### PAGE EXCERPT

How do you clean and prepare metal for TIG welding? Metal for TIG welding needs to be ground or sanded, then treated with cleaning agents to remove chemicals. Only clean, shiny metal will take a strong bead from TIG. Dirty, rusted, oily, or otherwise contaminated metal won’t hold a weld.
Here is a full list of the things you can TIG weld:
- Shiny, clean metal
Here is a partial list of things you can’t TIG weld:
- Rust
- Aluminum oxide
- Mill scale
- Paint
- Grease
- Dirt
Before you can TIG weld, you need to remove all the garbage off the surface of your joint. There are two processes you need to use: mechanical and chemical. Mechanical processes include grinding, filing, sanding, sandblasting, and other treatments that physically remove the surface of the metal. Chemical processes use solvents and acids to remove paint, oil, grease, and aluminum oxide.
You don’t have to use all these techniques for every TIG weld. You need to pick one or two techniques that will work with your metal to prepare it. What metals work best with each technique? I’ll explain below.
Why You Need to Clean
Before we go into the details of different cleaning methods, you need to understand why TIG welding requires so much cleaning. When you TIG weld, you are melting the edge of each piece of metal along with the filler rod. The melted metals flow together and are permanently fused. If you weld metal that is dirty or rusted, the filler doesn’t stick to the joint – it sticks to the rust. When the bead or joint is stressed, the rust pulls off and the weld breaks.
Other welding processes include flux with the filler rod. The flux reacts with surface contaminants to remove them from the weld. TIG welding doesn’t include any kind of flux, so you have to remove the contaminants before you crack an arc. There are two steps to removing the contaminants, mechanical cleaning, and chemical cleaning. You need to do both before TIG welding.

######

INSTRUCTIONS:
(A) Pick out each row below that contains the string "field", and copy those rows in full.
(B) Write the next part of the passage above on cleaning metal for TIG welding, starting right after its final sentence.

### RECORDS SUPPLIED

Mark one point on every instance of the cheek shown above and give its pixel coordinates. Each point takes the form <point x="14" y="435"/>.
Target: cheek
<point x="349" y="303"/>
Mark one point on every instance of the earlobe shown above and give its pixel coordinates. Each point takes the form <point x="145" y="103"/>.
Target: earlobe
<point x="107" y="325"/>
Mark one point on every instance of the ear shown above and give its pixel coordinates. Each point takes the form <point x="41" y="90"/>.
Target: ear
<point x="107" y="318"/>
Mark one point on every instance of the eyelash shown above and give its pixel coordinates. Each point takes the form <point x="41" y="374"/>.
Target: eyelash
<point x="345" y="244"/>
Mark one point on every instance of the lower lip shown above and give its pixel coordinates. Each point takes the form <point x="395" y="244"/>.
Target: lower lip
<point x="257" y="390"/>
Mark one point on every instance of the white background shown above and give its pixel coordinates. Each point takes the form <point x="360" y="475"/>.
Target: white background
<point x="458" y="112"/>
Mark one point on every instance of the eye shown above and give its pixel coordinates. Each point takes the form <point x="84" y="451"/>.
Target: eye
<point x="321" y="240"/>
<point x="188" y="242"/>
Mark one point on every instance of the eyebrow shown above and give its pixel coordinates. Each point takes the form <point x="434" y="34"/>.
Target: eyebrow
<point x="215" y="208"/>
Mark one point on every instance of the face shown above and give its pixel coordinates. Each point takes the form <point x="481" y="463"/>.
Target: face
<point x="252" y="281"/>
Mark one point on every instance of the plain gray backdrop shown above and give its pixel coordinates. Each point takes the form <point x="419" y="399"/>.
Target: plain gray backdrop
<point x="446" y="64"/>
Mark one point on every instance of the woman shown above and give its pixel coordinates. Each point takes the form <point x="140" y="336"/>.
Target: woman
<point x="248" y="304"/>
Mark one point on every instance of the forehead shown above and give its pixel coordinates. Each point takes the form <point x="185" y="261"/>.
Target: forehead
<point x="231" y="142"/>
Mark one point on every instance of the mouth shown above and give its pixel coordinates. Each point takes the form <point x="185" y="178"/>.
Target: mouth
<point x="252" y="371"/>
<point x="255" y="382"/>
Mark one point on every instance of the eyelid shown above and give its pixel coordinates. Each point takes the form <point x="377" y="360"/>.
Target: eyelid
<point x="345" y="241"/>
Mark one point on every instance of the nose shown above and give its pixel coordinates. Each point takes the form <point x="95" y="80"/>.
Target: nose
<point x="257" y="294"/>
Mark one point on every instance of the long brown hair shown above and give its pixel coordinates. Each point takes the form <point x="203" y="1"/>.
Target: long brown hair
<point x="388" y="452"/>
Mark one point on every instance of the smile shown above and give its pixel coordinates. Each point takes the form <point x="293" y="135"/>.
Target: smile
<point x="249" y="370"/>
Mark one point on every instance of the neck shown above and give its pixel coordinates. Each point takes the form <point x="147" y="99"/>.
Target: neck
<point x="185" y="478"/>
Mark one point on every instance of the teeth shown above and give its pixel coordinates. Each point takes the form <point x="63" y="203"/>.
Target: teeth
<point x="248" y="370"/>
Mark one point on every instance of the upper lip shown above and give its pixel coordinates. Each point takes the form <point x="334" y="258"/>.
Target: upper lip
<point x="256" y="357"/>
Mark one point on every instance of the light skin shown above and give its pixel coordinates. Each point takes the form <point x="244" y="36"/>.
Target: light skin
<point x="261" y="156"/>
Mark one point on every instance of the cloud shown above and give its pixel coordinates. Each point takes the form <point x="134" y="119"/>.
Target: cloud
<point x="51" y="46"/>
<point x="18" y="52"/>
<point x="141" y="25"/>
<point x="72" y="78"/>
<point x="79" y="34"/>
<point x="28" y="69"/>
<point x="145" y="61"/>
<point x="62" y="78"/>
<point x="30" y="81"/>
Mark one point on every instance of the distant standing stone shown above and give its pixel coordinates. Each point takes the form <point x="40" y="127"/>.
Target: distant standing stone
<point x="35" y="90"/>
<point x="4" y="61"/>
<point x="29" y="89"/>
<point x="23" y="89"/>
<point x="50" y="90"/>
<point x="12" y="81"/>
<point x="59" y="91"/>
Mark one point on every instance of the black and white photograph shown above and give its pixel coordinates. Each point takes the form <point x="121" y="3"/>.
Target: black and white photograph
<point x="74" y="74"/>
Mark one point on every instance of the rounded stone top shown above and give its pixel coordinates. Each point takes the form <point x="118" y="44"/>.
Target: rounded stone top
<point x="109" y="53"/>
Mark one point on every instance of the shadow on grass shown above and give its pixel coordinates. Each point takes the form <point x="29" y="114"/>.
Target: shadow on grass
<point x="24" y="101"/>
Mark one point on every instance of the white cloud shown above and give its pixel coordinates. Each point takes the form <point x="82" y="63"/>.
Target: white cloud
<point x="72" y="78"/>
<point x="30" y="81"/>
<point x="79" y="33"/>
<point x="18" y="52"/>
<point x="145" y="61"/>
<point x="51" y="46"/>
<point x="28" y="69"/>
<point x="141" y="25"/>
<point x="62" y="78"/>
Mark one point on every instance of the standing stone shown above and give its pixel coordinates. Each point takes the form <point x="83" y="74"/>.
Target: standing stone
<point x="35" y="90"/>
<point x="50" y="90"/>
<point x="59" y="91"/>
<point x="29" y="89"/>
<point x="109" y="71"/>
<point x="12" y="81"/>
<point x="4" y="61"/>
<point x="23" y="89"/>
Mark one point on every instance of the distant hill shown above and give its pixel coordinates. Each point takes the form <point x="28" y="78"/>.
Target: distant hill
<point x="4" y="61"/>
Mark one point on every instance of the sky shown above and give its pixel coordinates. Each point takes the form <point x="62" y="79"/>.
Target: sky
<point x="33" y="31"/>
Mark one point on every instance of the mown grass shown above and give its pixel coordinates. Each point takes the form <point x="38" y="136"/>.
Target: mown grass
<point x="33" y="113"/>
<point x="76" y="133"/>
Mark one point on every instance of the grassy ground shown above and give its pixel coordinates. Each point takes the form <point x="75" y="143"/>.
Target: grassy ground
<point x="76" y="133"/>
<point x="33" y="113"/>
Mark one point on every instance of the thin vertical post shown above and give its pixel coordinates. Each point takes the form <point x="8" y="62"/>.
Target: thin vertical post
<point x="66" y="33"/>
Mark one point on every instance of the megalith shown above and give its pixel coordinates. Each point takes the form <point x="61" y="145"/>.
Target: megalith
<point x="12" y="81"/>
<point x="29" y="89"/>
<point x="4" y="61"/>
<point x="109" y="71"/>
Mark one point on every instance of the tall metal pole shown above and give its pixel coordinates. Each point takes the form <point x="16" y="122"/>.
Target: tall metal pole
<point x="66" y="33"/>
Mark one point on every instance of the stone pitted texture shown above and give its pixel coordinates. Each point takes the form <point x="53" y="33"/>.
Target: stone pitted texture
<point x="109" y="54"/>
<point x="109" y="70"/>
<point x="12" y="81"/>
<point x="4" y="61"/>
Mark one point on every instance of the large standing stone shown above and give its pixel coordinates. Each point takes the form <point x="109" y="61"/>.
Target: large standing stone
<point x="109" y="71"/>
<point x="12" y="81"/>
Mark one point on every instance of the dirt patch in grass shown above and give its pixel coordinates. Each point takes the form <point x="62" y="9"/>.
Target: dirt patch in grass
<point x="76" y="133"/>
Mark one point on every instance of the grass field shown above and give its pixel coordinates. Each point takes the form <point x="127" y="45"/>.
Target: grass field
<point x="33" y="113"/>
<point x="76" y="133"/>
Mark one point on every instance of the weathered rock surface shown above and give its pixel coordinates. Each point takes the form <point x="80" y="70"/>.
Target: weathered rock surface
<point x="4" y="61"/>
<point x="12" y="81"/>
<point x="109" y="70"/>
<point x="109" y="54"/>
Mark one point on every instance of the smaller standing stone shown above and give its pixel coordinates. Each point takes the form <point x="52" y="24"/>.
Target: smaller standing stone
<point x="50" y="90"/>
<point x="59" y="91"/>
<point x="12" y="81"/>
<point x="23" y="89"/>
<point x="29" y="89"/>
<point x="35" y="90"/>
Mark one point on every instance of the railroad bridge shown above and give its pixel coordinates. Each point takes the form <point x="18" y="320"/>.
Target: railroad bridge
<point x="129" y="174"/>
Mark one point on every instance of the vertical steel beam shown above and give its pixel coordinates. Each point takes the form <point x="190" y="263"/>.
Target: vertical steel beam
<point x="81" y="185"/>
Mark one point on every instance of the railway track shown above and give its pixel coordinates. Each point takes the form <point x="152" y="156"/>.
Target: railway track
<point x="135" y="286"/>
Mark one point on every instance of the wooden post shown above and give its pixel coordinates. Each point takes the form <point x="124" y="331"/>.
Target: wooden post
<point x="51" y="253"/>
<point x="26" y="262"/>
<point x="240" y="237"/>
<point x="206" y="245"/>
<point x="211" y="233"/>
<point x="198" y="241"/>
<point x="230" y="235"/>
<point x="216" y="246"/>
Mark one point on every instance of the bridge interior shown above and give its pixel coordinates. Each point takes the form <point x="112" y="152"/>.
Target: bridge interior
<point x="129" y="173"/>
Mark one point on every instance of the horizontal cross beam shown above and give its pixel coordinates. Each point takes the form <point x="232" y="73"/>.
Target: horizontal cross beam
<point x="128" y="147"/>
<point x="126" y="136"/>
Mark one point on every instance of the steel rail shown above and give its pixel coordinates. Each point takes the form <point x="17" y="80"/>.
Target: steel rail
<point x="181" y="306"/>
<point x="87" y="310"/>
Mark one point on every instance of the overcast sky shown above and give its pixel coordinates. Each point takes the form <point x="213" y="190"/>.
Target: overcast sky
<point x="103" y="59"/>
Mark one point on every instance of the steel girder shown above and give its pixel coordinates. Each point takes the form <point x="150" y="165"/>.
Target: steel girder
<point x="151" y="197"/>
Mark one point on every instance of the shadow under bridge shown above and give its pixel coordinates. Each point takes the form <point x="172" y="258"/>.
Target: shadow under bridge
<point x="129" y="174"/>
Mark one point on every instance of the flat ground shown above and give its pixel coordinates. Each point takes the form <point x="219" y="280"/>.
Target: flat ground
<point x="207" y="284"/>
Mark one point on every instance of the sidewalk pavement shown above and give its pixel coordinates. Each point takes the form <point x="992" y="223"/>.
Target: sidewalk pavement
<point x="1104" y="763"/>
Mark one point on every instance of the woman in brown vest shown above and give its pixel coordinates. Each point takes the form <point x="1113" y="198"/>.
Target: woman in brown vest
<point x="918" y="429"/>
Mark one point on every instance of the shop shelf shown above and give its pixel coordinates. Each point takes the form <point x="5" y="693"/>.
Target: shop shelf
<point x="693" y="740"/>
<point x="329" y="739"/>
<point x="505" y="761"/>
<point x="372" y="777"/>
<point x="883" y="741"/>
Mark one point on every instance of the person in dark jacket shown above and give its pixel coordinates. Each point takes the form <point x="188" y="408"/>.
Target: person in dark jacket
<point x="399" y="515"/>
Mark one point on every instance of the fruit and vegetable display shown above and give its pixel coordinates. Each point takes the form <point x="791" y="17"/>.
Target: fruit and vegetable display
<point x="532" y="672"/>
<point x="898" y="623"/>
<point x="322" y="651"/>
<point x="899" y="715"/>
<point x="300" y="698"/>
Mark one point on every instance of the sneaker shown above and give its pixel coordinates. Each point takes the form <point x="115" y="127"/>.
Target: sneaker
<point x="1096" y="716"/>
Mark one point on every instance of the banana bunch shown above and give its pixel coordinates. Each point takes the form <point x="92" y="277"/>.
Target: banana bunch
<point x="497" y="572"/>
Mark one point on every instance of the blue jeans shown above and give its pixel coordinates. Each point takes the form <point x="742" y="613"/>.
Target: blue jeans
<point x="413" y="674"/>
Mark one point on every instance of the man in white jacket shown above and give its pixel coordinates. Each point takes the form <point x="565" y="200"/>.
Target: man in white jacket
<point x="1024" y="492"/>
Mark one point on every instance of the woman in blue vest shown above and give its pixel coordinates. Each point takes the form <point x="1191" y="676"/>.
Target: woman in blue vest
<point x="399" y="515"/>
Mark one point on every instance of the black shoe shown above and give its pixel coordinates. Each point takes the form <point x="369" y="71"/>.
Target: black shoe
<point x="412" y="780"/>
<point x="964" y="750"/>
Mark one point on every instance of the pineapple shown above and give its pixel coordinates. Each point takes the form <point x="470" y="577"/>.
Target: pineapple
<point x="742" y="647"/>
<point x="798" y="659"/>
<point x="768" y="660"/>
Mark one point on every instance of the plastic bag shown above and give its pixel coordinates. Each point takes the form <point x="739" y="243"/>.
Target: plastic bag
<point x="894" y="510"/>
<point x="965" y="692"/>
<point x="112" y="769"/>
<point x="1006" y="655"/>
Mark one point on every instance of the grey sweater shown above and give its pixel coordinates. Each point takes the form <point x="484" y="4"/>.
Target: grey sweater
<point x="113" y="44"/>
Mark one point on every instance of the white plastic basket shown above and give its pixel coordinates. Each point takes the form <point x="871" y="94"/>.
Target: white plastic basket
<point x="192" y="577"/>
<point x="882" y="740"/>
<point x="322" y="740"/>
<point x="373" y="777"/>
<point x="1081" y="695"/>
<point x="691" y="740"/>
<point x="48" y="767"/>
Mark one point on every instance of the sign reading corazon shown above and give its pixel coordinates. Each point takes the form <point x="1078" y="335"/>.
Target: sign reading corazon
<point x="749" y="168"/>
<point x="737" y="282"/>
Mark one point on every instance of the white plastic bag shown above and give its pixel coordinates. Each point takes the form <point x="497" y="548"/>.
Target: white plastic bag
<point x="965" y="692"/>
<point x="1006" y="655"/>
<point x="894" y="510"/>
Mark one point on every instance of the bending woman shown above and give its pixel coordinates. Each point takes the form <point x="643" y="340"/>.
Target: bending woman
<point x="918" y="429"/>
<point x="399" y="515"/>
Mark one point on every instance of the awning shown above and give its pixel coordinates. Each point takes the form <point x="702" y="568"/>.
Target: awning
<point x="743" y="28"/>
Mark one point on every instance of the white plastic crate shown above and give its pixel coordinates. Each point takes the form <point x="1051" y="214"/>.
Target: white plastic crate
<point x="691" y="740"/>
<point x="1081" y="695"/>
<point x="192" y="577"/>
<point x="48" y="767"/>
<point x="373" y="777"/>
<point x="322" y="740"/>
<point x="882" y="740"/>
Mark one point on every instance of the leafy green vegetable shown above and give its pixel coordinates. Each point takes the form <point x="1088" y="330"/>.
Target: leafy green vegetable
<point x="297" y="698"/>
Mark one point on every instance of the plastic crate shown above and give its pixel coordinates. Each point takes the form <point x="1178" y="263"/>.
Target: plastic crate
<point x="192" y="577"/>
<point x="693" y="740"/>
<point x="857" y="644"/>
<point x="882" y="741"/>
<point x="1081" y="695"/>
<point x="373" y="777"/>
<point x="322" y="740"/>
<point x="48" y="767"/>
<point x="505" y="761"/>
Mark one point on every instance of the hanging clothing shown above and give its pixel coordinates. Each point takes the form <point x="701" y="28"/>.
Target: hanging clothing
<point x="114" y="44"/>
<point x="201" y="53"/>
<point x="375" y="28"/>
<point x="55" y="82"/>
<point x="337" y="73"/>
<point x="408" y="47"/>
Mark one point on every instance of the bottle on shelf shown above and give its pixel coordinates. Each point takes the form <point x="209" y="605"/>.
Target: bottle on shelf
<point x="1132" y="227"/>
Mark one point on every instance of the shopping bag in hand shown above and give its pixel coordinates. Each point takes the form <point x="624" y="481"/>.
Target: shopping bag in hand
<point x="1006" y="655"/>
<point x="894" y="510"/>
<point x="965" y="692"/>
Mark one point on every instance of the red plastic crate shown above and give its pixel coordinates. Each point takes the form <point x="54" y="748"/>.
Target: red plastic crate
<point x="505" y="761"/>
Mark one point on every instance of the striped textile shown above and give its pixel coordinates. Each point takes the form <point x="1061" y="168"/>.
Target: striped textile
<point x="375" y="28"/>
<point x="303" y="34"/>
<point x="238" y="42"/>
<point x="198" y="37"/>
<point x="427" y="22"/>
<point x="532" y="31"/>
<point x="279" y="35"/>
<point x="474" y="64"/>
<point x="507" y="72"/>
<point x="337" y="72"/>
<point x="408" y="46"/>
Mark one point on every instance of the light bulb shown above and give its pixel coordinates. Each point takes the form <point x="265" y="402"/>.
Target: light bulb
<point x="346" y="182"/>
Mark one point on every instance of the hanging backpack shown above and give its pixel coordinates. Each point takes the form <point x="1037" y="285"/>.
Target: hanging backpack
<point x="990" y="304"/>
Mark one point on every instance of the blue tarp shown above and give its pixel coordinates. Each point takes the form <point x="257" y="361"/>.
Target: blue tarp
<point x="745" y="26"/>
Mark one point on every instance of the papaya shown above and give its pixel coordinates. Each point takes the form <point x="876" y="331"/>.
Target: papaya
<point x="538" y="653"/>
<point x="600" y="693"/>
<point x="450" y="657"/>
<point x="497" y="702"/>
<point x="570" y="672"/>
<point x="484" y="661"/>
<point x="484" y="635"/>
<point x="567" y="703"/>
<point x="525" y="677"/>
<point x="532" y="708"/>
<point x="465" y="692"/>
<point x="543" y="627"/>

######

FINAL ANSWERS:
(A)
Mark one point on every instance of the grass field shown above and give its pixel coordinates. Each point takes the form <point x="127" y="45"/>.
Target: grass field

(B)
Mechanical Cleaning
The first step to prepare metal for TIG welding is mechanical cleaning. You need to remove the surface contaminants from the surface physically. Tools you can use for mechanical cleaning include wire brushes, angle grinders, sanders, and bench grinders. Each has its place, depending on the surface condition and the size and shape of the stock. Let’s take a look a look at each one.
Wire Brushes
Wire brushes are good for cleaning very dirty metal and very thin metal. Brushes are good for very dirty metal because they can knock off big chunks of dirt and grime with a brush. When you are welding things like farm or road construction equipment, there are likely to be big chunks of dirt and grease stuck to the metal. Wire brushes are the fastest way to get these off.
Wire brushes are also good for really dirty stuff because they don’t clog up, and they are easy to clean when they do. If a brush gets clogged up, you can just tap the brush against a hard surface to knock the crud out of the bristles. Grinders and sanders will gunk up faster than brushes. When they do, you need to use a wire brush to clean the gunk out. You might as well start with the brush.
To use a wire brush for cleaning metal, just grab a brush and start scrubbing. You should be able to get all of the loose or crusty stuff off the joint in short order. The drawback of wire brushes is speed. They don’t remove material as quickly as other tools, and it’s hard to get really deep cleaning with a brush. Brushes are the best starter, but they won’t get metal TIG-ready.
The slow nature of brushes makes them a good choice for sheet metal and thin-walled tubing. If you aren’t careful with a power tool, it’s easy to grind a hole in thin metal. Brushes don’t usually have this problem. Unless you are obsessive-compulsive and just can’t stop, you won’t grind a hole in metal with a wire brush.
Angle Grinders
One of the most common power tools in welding shops is the angle grinder. Grinders spin a small abrasive wheel at high speed. Angle grinders are small, hand-held grinders that use internal gears to spin the wheel at a right angle to the motor. Every welding shop should have an angle grinder because they are flexible and very useful.
Angle grinders are good for cleaning big pieces of metal. If your workpiece is too big to hold, you can hold the grinder with one hand and work your way along the joint. They don’t work well for small pieces. If you need to clean a small piece of metal with an angle grinder, put it in a vice before you start grinding.
There is a wide range of abrasive wheels for angle grinders. Some are useful for prepping metal for TIG welding, while others are not. Straight wire or looped wire brush wheels are great for cleaning. They have all the advantages of hand-held brushes but work faster. Be careful using a wire brush on the end of tubing or pipe – the brush can catch on the end of the tube and kick the tube or the grinder back.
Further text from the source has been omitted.